Эта осторожная линия находит отражение и в «Грезах духовидца» 1766 года. Пересказывая здесь фрагменты «Небесных тайн» Э. Сведенборга, Кант наглядно показывает, к каким фантастическим теориям может привести идеализм. Одна из таких теорий – учение об общении духов. Во втором параграфе данной главы мы уже обсуждали кантовскую критику этой доктрины. Теперь ясно, что она является одновременно критикой идеализма. Кант, кстати, прямо называет Сведенборга «идеалистом», «так как он отрицает самостоятельное существование материи». Напомним, что Кант подвергал сомнению возможность прямого общения душ, поскольку из простоты души еще не следует ее нематериальность. А возможная материальность души не дает права говорить об особом духовном пространстве. В любом случае, однако, мы находим
в «Грезах» не опровержение идеализма в строгом смысле слова, а лишь его проблематизацию. Вопрос об идеализме объявляется выходящим за пределы возможностей человеческого познания.

Эта тенденция получает развитие в письме Канта М. Герцу от 21 февраля 1772 года, где Кант отмечает как известный факт, что «относительно внешних вещей нельзя заключать от представлений к предметам», а также в курсе лекций по метафизике конца семидесятых годов.

В упомянутых лекциях Кант дает вольфианское определение идеализма как учения, отрицающего существование тел, и эгоизма – как доктрины, оспаривающей существование всех других сущностей. Он также проводит различие между их проблематическими и догматическими разновидностями. Кант утверждает, что проблематический эгоизм неопровержим и полезен как «скептический эксперимент». Тут же он, правда, замечает, что «рассудок может кое-что добавить к достоверности чувств, ведь если вещи изменяются, то в них должно быть основание изменения», и это «основание», как подразумевается, вполне может существовать само по себе.

Догматический же эгоизм и идеализм изгоняются Кантом из философии, поскольку они «не приносят никакой пользы». Первый он называет «скрытым спинозизмом» – на том основании, что Спиноза признавал только одну субстанцию, а второй связывает с Платоном и Лейбницем, монадология которого способствовала, по его мнению, «мистицизму», т.е. учению о взаимо-действии духовных субстанций.

Кант делает также ряд любопытных пояснений. Во-первых, он указывает, где, по его мнению, догматический идеализм переходит грань, отделяющую «правильное философствование» от ошибки. Верно, что тела – «чистые явления» и что «в их основании должно что-то находиться». Но вот отождествление этого «нечто» с духовными субстанциями безосновательно.

Что же касается невозможности опровергнуть проблематический эгоизм и идеализм, то она связывается Кантом с тем, что явления тел могут быть вызваны самыми разными причинами.
И «явления могут ведь быть игрой моего воображения».

━━━━━━━━

_ПОСТАВЛЕННАЯ ЦЕЛЬ 1_. Как, согласно фрагменту о Канте и идеализме, Кант называет догматический эгоизм?
_ПОСТАВЛЕННАЯ ЦЕЛЬ 2_. Допишите фрагмент о Канте и идеализме, продолжив его после последнего предложения.
Позиции ниже взяты из другого источника.

━━━━━━━━

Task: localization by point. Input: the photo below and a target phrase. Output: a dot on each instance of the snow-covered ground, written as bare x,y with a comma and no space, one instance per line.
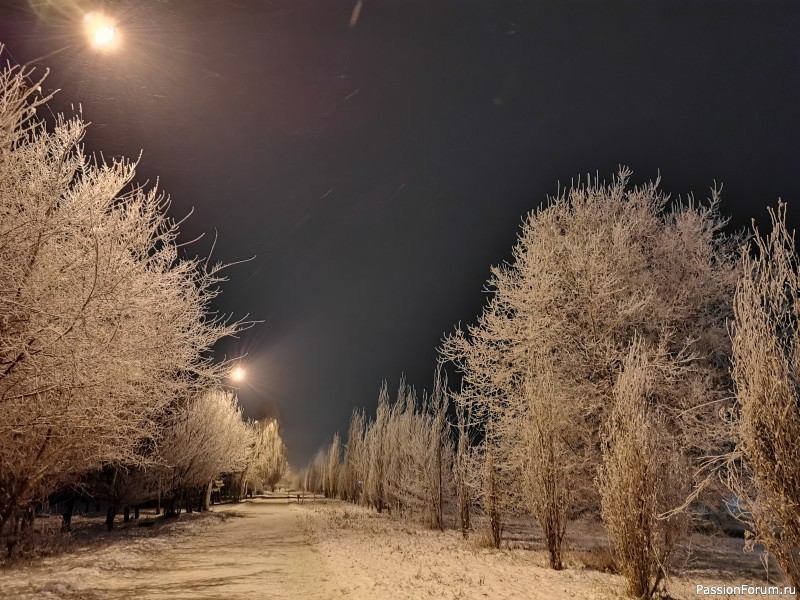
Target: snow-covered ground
251,550
328,550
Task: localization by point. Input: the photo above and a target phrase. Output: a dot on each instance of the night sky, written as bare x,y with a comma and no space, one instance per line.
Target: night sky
377,171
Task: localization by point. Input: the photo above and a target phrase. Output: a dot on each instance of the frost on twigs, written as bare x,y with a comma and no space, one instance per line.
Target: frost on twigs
594,267
644,473
764,469
102,323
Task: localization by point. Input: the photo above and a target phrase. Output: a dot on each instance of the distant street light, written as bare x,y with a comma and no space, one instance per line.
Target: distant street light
100,30
238,374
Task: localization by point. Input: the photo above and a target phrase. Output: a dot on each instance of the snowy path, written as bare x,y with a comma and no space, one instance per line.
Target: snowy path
259,553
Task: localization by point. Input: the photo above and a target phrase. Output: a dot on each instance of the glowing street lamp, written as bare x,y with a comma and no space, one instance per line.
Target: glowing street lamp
100,30
238,374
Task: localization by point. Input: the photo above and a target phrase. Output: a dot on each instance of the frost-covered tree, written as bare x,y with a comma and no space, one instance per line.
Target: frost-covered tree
594,267
102,323
377,454
765,466
332,467
266,463
352,472
644,475
205,438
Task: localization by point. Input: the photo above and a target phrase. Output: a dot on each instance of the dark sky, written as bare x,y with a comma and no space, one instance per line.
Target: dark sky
377,171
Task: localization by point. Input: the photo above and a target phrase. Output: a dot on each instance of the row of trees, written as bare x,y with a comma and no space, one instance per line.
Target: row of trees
400,461
598,379
106,331
204,446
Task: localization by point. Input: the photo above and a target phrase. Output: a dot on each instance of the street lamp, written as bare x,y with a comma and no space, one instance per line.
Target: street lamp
100,30
238,374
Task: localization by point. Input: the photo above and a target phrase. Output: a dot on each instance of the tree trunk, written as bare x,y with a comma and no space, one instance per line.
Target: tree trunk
110,514
66,524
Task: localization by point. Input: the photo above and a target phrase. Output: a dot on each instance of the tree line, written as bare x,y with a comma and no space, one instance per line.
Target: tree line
108,386
634,361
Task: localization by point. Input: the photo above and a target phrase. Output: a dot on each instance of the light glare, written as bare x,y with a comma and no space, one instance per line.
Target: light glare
100,30
237,374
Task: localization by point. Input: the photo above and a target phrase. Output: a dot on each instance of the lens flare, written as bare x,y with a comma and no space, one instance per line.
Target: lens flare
100,30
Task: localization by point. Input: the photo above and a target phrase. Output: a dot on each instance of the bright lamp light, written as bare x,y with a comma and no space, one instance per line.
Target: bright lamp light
100,30
238,374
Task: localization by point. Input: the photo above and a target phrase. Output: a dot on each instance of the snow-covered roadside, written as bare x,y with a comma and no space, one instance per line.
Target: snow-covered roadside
374,557
322,550
254,550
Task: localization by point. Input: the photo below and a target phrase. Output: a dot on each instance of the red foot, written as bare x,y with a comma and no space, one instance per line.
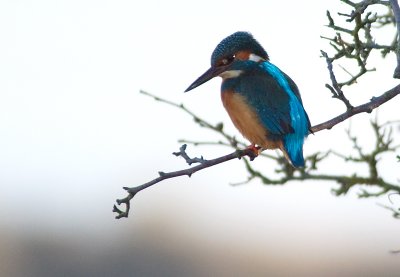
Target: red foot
255,151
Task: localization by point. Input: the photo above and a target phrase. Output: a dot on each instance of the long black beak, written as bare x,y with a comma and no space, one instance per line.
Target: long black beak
208,75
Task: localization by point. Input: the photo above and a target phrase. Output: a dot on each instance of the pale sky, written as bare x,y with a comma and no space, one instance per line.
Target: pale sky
74,129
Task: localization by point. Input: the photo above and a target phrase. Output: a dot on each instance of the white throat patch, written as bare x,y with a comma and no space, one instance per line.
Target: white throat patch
255,58
230,74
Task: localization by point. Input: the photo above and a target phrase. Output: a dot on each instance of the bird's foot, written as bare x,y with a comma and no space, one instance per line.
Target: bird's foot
254,151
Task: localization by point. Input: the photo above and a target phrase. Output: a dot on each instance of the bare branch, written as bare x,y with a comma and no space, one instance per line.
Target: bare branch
364,108
167,175
346,182
396,11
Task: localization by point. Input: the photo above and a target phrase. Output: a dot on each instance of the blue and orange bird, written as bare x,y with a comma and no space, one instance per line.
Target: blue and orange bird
262,101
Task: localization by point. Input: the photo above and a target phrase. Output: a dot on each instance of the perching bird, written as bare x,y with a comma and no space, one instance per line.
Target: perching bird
262,101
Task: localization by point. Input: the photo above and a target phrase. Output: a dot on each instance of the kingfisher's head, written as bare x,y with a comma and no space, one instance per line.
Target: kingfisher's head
231,57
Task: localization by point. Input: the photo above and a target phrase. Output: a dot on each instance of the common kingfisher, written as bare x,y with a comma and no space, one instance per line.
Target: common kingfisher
262,101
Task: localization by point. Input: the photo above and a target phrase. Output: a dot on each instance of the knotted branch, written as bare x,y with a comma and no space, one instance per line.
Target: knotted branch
132,191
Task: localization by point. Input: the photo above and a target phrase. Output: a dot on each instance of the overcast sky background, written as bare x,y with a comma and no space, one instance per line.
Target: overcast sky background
74,129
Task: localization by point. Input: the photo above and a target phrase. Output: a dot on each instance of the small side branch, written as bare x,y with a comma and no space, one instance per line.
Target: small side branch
364,108
396,11
335,88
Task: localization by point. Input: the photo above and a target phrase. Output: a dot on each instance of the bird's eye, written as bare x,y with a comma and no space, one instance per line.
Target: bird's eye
227,60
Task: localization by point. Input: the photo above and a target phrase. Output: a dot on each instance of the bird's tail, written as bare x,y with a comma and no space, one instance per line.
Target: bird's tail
293,149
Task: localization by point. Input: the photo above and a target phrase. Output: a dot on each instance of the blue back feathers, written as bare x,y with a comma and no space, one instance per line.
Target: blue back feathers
276,99
270,92
293,142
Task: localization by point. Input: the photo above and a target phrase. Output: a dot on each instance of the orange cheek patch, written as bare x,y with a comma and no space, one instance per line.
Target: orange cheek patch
243,55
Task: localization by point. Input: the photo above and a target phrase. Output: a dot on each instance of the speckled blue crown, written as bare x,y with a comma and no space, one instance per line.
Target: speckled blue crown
238,41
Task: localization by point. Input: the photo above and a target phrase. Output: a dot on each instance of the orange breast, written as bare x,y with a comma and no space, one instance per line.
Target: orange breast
246,121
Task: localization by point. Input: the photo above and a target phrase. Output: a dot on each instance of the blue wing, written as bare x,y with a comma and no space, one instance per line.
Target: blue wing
276,99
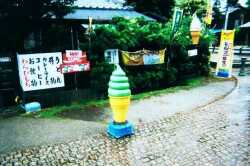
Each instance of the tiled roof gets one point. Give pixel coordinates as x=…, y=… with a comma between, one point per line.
x=102, y=4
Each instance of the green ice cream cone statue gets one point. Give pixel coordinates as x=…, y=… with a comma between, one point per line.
x=119, y=98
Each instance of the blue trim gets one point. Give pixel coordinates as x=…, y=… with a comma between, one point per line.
x=223, y=74
x=120, y=130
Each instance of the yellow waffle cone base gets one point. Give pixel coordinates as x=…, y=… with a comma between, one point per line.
x=119, y=106
x=195, y=37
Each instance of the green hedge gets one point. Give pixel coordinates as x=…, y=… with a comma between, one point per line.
x=136, y=34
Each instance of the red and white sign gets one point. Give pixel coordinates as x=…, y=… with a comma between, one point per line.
x=75, y=61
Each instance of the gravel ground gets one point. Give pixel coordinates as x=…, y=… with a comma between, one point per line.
x=215, y=135
x=20, y=132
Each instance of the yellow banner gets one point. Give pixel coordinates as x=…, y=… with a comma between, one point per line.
x=225, y=55
x=208, y=18
x=132, y=58
x=143, y=57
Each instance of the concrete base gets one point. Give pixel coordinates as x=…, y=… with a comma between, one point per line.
x=120, y=130
x=223, y=74
x=32, y=107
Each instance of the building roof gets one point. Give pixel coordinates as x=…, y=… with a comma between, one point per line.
x=102, y=4
x=103, y=15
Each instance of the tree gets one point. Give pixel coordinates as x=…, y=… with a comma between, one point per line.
x=232, y=2
x=248, y=4
x=192, y=6
x=20, y=17
x=159, y=9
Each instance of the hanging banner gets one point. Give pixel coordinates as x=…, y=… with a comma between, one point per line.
x=176, y=19
x=225, y=55
x=208, y=18
x=153, y=57
x=143, y=57
x=112, y=56
x=74, y=61
x=40, y=71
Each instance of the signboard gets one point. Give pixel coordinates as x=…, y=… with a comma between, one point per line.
x=143, y=57
x=40, y=71
x=74, y=61
x=225, y=55
x=112, y=56
x=193, y=52
x=176, y=19
x=208, y=18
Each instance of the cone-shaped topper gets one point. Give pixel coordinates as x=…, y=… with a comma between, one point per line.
x=118, y=84
x=195, y=24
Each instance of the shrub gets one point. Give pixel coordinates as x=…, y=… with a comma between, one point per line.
x=136, y=34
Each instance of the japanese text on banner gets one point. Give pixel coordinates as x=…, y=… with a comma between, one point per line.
x=40, y=71
x=225, y=56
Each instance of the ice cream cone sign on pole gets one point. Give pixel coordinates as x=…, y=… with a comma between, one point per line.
x=119, y=99
x=195, y=29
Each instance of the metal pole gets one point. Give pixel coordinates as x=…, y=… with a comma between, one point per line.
x=226, y=18
x=72, y=38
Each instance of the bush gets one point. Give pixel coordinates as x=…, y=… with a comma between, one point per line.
x=136, y=34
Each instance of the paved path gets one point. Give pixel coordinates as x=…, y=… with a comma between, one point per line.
x=20, y=132
x=217, y=134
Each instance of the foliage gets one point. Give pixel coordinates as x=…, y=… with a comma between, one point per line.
x=232, y=2
x=19, y=18
x=248, y=4
x=192, y=6
x=159, y=9
x=136, y=34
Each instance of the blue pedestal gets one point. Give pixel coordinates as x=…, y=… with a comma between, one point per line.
x=223, y=74
x=120, y=130
x=32, y=107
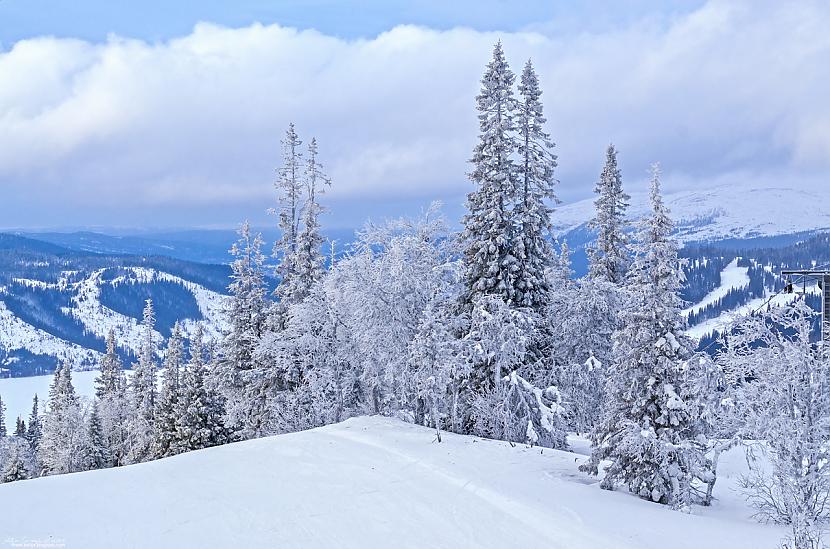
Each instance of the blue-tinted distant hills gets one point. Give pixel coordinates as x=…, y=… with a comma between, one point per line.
x=197, y=245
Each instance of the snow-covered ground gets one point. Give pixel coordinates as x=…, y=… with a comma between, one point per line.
x=17, y=392
x=366, y=483
x=731, y=277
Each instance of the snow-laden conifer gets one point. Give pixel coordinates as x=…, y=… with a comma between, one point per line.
x=142, y=391
x=309, y=260
x=609, y=255
x=200, y=420
x=781, y=393
x=113, y=406
x=649, y=431
x=289, y=196
x=246, y=309
x=532, y=210
x=64, y=441
x=167, y=403
x=490, y=260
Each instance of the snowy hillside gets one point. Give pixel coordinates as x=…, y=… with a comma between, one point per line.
x=366, y=483
x=728, y=211
x=84, y=306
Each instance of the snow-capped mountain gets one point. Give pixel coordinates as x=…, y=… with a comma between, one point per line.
x=734, y=211
x=57, y=304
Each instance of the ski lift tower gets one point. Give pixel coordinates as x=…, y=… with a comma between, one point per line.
x=796, y=278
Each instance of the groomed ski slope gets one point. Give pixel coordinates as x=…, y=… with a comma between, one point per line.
x=365, y=483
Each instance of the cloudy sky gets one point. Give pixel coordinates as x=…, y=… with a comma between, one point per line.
x=169, y=113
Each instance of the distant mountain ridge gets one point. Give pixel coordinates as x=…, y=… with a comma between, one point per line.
x=723, y=212
x=197, y=245
x=58, y=304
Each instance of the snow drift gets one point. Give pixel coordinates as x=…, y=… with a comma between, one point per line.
x=365, y=483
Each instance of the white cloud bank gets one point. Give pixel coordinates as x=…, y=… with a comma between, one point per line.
x=189, y=129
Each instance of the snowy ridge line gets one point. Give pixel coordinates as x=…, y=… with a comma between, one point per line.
x=97, y=319
x=16, y=334
x=720, y=212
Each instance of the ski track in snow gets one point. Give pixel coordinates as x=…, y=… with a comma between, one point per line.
x=731, y=277
x=368, y=483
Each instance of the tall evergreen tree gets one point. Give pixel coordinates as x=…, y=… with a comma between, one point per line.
x=18, y=463
x=609, y=256
x=111, y=378
x=200, y=421
x=309, y=261
x=532, y=211
x=167, y=404
x=290, y=188
x=64, y=440
x=491, y=263
x=2, y=418
x=97, y=451
x=648, y=430
x=247, y=308
x=143, y=391
x=33, y=431
x=113, y=406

━━━━━━━━

_ПИСЬМЕННЫЙ ОТВЕТ 1_. Скрытым спинозизмом.

_ПИСЬМЕННЫЙ ОТВЕТ 2_.
Несмотря на довольно подробное освещение Кантом вопроса об идеализме, окончательных выводов о его позиции из лекций по метафизике конца семидесятых годов сделать нельзя. Ясно лишь, что он, во-первых, признает возможным доказать наличие какого-то субстрата явлений.
В то же время, он, по-видимому, не исключает, что таким субстратом можем быть мы сами,
и в этом случае явления тел оказываются продуктами нашего воображения. Именно поэтому Кант говорит о невозможности строгого опровержения эгоизма. При этом он выступает против каких-либо догматических суждений о предмете или предметах, лежащих в основании явлений.

Все эти положения воспроизводятся Кантом и в первом издании «Критики чистого разума». Здесь он, правда, несколько меняет терминологию, не говоря об «эгоизме» и рассуждая в главе «Критика четвертого паралогизма трансцендентальной психологии» (входящей в состав раздела, посвященного опровержению рационального учения о душе) не о «проблематическом», а об «эмпирическом» или «скептическом» идеализме, которым он противопоставляет свой «трансцен-дентальный» идеализм.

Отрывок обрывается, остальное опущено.